(Saved data entries)
──────

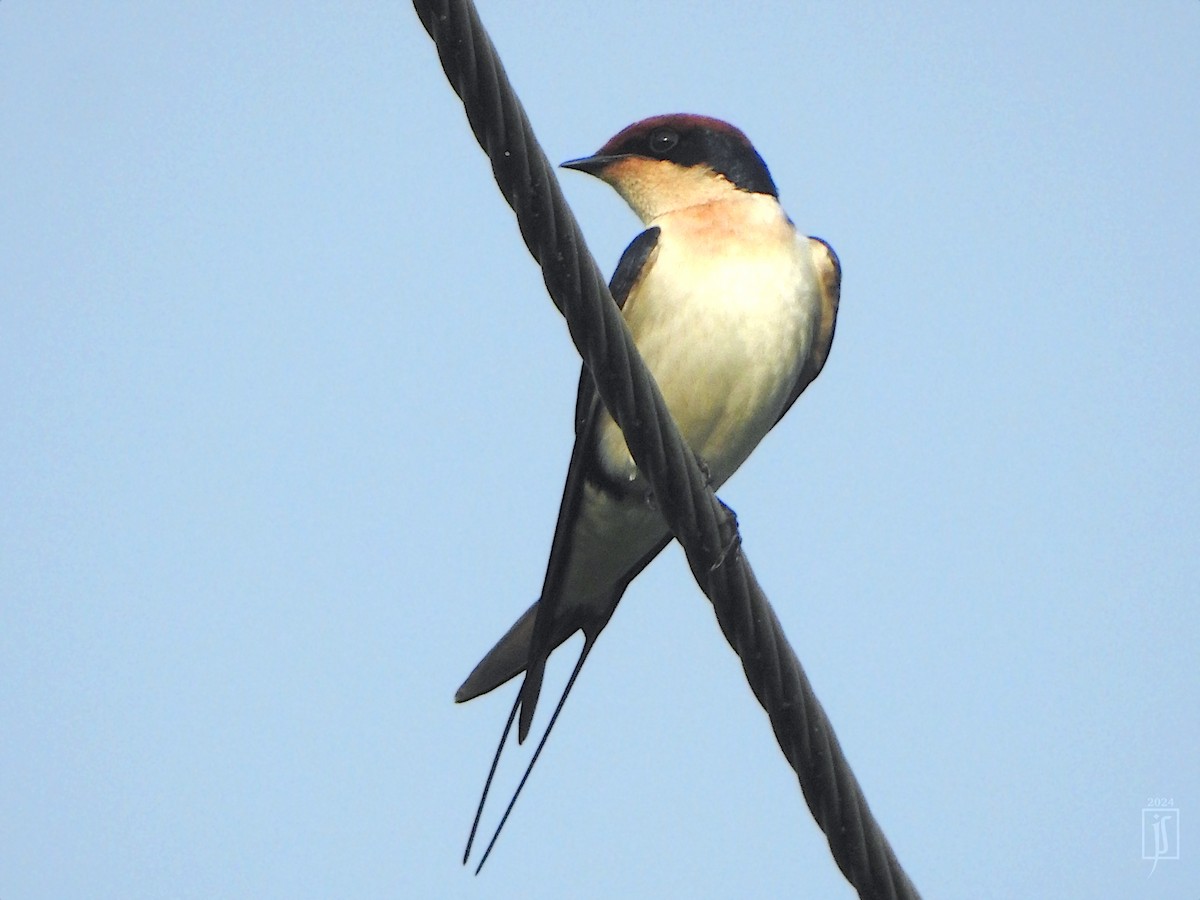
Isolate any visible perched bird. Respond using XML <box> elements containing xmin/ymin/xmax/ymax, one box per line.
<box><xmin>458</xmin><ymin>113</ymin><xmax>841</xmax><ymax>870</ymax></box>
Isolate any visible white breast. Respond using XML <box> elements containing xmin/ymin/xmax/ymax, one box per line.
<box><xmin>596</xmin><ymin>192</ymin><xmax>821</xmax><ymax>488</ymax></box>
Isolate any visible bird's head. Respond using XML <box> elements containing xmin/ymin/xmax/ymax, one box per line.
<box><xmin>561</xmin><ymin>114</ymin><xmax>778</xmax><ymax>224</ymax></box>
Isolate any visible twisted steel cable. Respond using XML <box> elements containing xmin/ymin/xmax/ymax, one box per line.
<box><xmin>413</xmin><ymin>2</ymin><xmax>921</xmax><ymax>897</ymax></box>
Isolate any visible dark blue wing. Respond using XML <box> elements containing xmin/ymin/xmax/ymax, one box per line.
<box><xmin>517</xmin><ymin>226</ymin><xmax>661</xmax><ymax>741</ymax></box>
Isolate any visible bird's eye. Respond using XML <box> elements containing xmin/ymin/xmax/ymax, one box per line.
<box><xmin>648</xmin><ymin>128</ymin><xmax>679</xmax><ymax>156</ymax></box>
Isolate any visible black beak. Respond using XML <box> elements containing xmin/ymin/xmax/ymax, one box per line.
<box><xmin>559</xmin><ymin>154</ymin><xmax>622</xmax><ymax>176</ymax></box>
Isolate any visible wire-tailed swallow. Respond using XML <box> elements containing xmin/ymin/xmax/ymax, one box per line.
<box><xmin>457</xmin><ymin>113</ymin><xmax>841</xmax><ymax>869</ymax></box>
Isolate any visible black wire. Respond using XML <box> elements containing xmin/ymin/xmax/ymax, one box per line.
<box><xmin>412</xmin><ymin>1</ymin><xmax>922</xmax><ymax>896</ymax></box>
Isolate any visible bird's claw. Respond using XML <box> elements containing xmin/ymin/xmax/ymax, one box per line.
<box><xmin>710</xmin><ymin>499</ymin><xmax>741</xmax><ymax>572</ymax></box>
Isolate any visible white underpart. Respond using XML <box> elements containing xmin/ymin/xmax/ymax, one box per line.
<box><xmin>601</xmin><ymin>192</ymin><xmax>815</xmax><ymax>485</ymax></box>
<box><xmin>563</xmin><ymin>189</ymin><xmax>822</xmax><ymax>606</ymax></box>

──────

The lines from the one holding "Isolate any visible wire-tailed" to the end of the entries are to be repeated exactly, with both ends included and nothing else.

Isolate any visible wire-tailed swallow. Respond using XML <box> elements containing xmin/ymin/xmax/ymax, one box per line.
<box><xmin>457</xmin><ymin>113</ymin><xmax>841</xmax><ymax>869</ymax></box>
Isolate any visible black wire. Respond using XML <box> elements containing xmin/ymin/xmax/ymax, one box per line.
<box><xmin>412</xmin><ymin>1</ymin><xmax>922</xmax><ymax>896</ymax></box>
Isolate any visible bird's claw. Respond using XML <box> elements containing xmin/ymin/xmax/ymax, one box per line.
<box><xmin>710</xmin><ymin>499</ymin><xmax>741</xmax><ymax>572</ymax></box>
Isolate any visible white underpart. Respond using XML <box> elements containing xmin/ymin/xmax/ymax, one box per line.
<box><xmin>601</xmin><ymin>192</ymin><xmax>815</xmax><ymax>485</ymax></box>
<box><xmin>563</xmin><ymin>189</ymin><xmax>822</xmax><ymax>606</ymax></box>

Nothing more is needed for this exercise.